▶ DOCUMENT:
++++++

Subscribe to DSC Newsletter

Opinion from team of experts would yield better results, giving us confidence compared to single person’s opinion. That exactly ‘Ensemble Techniques’ would do. A methodology where multiple models are built and results are combined from each model giving us improved outcomes.

Here are the few popular techniques.  

Decision Tree

A flowchart-like tree structure where an internal node represents feature, the branch represents a decision rule and each leaf node represents the outcome. Repetitively divides the working area into sub part by identifying lines.

Code:

from sklearn.tree import DecisionTreeClassifier

DT_model = DecisionTreeClassifier(criterion=’entropy’)

DT_model = DT_model.fit(x_train, y_train)

 

*entropy helps in getting purity of the classification

 

Random Forest

A meta-estimator that fits a number of decision tree classifiers on various sub-samples of the datasets and uses averaging to improve the predictive accuracy and control over-fitting.

++++++

▶ PROVIDED RECORDS:
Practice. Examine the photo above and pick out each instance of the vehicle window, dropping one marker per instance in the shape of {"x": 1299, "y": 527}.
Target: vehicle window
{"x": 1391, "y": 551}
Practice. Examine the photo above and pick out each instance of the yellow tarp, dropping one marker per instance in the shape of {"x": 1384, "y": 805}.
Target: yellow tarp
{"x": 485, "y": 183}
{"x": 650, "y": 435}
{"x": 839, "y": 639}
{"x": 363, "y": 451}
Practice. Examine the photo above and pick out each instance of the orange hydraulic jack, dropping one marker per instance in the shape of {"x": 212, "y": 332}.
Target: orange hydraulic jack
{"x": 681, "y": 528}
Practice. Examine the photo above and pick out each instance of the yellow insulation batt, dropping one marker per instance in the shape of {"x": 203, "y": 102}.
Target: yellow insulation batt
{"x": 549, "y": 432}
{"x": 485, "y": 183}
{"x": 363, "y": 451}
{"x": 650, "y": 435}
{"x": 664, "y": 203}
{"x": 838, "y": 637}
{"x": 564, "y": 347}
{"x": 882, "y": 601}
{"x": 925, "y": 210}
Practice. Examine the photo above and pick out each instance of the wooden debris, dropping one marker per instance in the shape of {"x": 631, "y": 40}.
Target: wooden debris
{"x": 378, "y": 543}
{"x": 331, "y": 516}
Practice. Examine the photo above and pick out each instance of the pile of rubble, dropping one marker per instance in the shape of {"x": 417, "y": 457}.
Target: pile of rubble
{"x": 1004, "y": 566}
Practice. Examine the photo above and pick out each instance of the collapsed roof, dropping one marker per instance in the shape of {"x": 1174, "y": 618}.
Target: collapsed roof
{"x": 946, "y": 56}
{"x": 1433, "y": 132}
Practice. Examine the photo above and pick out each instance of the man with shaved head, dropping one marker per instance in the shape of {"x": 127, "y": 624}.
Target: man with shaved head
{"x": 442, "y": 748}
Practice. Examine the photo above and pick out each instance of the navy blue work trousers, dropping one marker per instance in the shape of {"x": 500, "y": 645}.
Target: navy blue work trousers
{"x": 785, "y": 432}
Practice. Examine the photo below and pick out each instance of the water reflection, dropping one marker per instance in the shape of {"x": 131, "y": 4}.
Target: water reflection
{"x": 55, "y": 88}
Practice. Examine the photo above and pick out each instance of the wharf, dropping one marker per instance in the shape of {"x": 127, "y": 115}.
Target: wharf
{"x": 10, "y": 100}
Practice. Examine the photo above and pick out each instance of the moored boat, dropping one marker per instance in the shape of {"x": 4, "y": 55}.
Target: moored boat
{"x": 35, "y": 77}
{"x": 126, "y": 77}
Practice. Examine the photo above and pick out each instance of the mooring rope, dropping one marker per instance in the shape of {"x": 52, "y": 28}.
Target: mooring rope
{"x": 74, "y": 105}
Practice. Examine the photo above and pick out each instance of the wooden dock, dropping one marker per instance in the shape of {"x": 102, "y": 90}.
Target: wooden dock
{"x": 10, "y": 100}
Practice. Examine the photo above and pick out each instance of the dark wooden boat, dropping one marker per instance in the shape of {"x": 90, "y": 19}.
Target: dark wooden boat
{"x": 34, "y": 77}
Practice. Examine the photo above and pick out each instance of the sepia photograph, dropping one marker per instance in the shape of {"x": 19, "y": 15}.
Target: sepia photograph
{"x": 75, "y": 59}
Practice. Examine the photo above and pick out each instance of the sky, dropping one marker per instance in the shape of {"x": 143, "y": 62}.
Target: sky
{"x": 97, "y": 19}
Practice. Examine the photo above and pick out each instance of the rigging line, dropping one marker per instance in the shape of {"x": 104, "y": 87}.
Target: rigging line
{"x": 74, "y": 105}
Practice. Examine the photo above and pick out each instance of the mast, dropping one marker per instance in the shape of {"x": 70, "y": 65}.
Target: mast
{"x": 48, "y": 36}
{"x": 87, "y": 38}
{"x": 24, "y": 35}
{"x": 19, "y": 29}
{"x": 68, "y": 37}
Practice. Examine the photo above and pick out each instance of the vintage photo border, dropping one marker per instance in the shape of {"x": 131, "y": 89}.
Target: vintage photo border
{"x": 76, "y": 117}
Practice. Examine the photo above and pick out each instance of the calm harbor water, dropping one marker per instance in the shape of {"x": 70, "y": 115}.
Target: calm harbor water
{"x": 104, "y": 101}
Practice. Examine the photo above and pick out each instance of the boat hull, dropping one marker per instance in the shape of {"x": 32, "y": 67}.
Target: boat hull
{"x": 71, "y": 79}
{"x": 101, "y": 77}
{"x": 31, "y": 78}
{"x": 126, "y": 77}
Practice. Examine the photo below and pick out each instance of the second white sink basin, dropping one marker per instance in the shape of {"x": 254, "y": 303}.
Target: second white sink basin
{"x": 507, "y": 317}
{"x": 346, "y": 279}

++++++

▶ JOB: Please write out the whole ensemble techniques text above, word for word.

▶ EXERCISE SOLUTION:
Subscribe to DSC Newsletter

Opinion from team of experts would yield better results, giving us confidence compared to single person’s opinion. That exactly ‘Ensemble Techniques’ would do. A methodology where multiple models are built and results are combined from each model giving us improved outcomes.

Here are the few popular techniques.  

Decision Tree

A flowchart-like tree structure where an internal node represents feature, the branch represents a decision rule and each leaf node represents the outcome. Repetitively divides the working area into sub part by identifying lines.

Code:

from sklearn.tree import DecisionTreeClassifier

DT_model = DecisionTreeClassifier(criterion=’entropy’)

DT_model = DT_model.fit(x_train, y_train)

 

*entropy helps in getting purity of the classification

 

Random Forest

A meta-estimator that fits a number of decision tree classifiers on various sub-samples of the datasets and uses averaging to improve the predictive accuracy and control over-fitting.